[Opening Data supplied section]
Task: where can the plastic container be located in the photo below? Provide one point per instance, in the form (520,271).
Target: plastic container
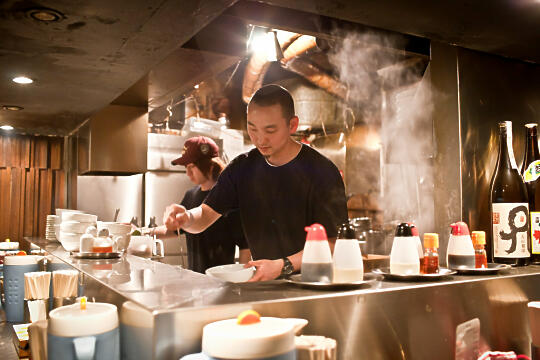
(480,256)
(429,264)
(460,252)
(348,262)
(317,265)
(404,258)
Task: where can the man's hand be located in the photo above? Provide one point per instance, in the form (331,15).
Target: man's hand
(266,269)
(175,216)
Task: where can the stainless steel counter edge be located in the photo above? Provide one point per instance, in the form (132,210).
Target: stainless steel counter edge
(172,287)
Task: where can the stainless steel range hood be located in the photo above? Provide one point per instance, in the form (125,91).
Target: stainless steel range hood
(114,141)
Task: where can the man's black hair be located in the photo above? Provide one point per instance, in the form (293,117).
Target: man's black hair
(272,94)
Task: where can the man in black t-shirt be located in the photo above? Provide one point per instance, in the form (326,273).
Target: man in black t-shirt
(216,245)
(280,187)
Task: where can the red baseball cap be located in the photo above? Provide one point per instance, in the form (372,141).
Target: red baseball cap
(195,149)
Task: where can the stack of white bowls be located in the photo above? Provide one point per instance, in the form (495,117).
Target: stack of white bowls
(72,227)
(118,231)
(50,234)
(58,220)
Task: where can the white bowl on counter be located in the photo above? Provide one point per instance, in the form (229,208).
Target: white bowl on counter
(75,226)
(59,213)
(114,228)
(83,218)
(231,272)
(70,241)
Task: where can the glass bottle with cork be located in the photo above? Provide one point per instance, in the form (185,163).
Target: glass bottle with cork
(480,256)
(530,171)
(509,206)
(429,264)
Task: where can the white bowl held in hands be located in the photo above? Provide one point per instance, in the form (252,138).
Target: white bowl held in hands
(70,241)
(75,226)
(231,272)
(73,216)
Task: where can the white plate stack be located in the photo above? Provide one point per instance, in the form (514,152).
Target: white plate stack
(50,235)
(119,231)
(72,227)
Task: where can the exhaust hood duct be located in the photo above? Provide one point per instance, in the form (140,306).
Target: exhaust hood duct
(114,141)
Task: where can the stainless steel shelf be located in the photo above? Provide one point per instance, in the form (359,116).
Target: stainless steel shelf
(389,320)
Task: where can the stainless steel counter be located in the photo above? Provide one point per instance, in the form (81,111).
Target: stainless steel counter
(388,320)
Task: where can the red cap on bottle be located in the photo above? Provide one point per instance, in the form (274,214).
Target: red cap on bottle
(459,228)
(316,232)
(414,229)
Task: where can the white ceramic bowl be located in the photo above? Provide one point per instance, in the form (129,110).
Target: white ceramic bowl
(75,226)
(73,216)
(57,231)
(70,241)
(59,213)
(231,272)
(114,228)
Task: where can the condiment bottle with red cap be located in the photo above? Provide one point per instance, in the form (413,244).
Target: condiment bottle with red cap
(317,259)
(460,251)
(429,264)
(416,237)
(479,241)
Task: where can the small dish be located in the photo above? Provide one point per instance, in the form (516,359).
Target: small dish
(92,255)
(231,272)
(443,273)
(297,280)
(493,268)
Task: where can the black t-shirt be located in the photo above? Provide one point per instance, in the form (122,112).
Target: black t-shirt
(276,203)
(214,246)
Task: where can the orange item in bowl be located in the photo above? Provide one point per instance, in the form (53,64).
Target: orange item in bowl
(248,317)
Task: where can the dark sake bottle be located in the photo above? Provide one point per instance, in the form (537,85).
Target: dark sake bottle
(509,206)
(530,171)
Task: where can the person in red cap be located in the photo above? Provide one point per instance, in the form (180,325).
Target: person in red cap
(216,245)
(280,187)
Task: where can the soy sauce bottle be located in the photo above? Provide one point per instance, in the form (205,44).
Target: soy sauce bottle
(530,171)
(509,206)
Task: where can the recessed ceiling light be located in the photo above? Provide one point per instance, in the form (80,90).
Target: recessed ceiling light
(12,107)
(45,15)
(23,80)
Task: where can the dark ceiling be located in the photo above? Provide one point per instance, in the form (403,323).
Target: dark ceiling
(143,51)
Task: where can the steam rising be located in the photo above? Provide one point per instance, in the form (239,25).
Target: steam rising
(394,96)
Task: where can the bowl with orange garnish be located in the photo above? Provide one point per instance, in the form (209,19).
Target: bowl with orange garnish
(250,336)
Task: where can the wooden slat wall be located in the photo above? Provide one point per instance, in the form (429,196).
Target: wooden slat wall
(32,184)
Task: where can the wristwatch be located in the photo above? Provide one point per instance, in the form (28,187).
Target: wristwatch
(287,268)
[Closing Data supplied section]
Work instructions: Repeat word for word the lines above that run from the line containing "Target: red baseball cap" through the line containing "Task: where can the white bowl on", both ends included, and nothing else.

Answer to this exercise:
Target: red baseball cap
(195,149)
Task: where can the stack of white bowls be located in the photo above? Provide one point per instance, in the form (495,117).
Target: stack of white bowls
(72,227)
(118,231)
(50,234)
(58,220)
Task: where can the white bowl on counter be located in the photo above? Provide one point per instance, in the form (229,208).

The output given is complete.